** Start Supplied information **

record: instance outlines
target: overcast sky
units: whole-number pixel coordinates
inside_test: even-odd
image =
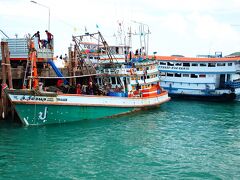
[[[133,21],[147,24],[149,54],[223,55],[240,50],[240,0],[36,0],[51,12],[50,31],[55,54],[65,54],[72,35],[99,30],[115,43],[118,22],[127,29]],[[96,28],[96,24],[99,28]],[[24,37],[40,31],[46,38],[48,8],[28,0],[0,0],[0,29]],[[134,28],[133,28],[134,29]],[[0,37],[4,36],[0,34]],[[137,37],[133,37],[137,38]]]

** End Supplied information **

• _Task brief_: Could you write out these records again line by line, with every polygon coordinate in the outlines raised by 129 and the other lines unchanged, leaving out the picture?

• _Final result_:
record: instance outlines
target: overcast sky
units: whole-number pixel coordinates
inside_test: even-odd
image =
[[[262,150],[276,153],[278,183],[352,184],[369,179],[369,129],[165,129],[180,141],[179,160],[184,183],[194,183],[201,164],[228,159],[244,172],[247,151],[256,158]],[[225,157],[225,153],[228,157]],[[153,166],[169,160],[175,167],[177,137],[157,129],[129,129],[129,158]],[[263,157],[262,157],[263,158]],[[129,166],[133,165],[129,163]],[[266,166],[262,166],[266,167]]]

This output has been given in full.